[Start of Text block]

Embracing Florida’s Monetary Sovereignty: the Anti-CBDC bill

Florida CBDC

In the grand narrative of history, Florida finds itself poised like a seasoned surfer, anticipating the offshore swells that follow the storm of federal activity. As the state carves its path through the ever-changing financial landscape, it remains steadfast in championing the cause of monetary independence and fiscal self-determination. Guided by the adept hand of Governor Ron DeSantis, Florida embodies a sense of resilience and determination, navigating the shifting currents of economic freedom with grace and the warmth of individual liberty.

In the context of digital currencies, stablecoins have emerged as an important development. These cryptocurrencies are designed to maintain a stable value by pegging them to a reserve of assets or a reference currency. Understanding the role of stablecoins in the broader financial ecosystem provides a more nuanced perspective on DeSantis’ proposed bill. There are generally three types of stablecoins:

  • Fiat-collateralized stablecoins: These are backed by a reserve of fiat currency, such as the US dollar, held in a bank or other financial institution. For every stablecoin issued, there is an equivalent amount of fiat currency held as collateral.
  • Crypto-collateralized stablecoins: These are backed by a reserve of other cryptocurrencies, often requiring over-collateralization to account for the inherent volatility of the backing assets.

[End of Text block]

Pick up the article on Florida's anti-CBDC bill right after its last sentence and keep writing it.

[Start of Dataset section]

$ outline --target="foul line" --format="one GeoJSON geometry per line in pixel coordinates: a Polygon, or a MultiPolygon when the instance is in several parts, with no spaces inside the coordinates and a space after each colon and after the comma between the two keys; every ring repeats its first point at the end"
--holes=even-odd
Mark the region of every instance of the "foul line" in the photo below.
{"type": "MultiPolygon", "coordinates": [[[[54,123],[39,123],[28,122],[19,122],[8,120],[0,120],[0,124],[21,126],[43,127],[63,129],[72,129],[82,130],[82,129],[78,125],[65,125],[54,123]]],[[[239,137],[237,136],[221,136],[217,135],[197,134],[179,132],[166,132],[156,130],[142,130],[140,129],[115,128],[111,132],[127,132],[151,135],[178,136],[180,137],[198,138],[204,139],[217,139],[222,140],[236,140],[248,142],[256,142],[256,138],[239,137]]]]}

[End of Dataset section]

■ Output ■
  • Algorithmic stablecoins: These are not backed by any reserve assets. Instead, they use algorithms and smart contracts to automatically adjust the supply of the stablecoin in response to changes in demand to maintain its pegged value.

DeSantis’ proposed bill specifically targets CBDCs, which are centralized digital currencies issued by a central bank, and not stablecoins. However, the bill’s implications for stablecoins’ regulatory standing within the state of Florida depend on the final language of the legislation. One possible strategy for the Florida Legislature could be to distance itself from the Federal Reserve by requiring any stablecoin issuer to keep “fiat-backed” tokens with a state-chartered bank. This would likely not apply to over-collateralized algorithmic stablecoins, but it is not inconceivable that the Florida Legislature might decide to further distance itself and its banking system from the Federal Reserve.

For the bill to become law, it must pass through the Florida Legislature, which is composed of the Florida House of Representatives and the Florida Senate. The bill would likely be introduced in either chamber, referred to relevant committees, and then debated and voted upon. If approved by both chambers, the bill would be sent to the Governor for signature. The legislative process may also involve a committee providing recommendations, similar to the Compassionate Use Act of 2014.

In the spirit of cooperative federalism, DeSantis’ proposed bill also encourages likeminded states to join Florida in adopting similar prohibitions within their respective Commercial Codes. The collective power of the states, united by the principles of federalism as articulated through mountains of Supreme Court case law, could stymie the advancement of CBDCs on a national scale.

Drawing on the confidence of CJ Hobgood charging at a maxed-out Teahupo’o, Governor DeSantis leads Florida with unyielding determination and resilience. The state skillfully navigates the shifting currents of economic freedom, guided by the warm embrace of individual liberty. This bold action sets the tone and promises to have far-reaching ramifications across the globe, as Florida surfs the edge of innovation and adaptation, inspiring others to follow in its wake.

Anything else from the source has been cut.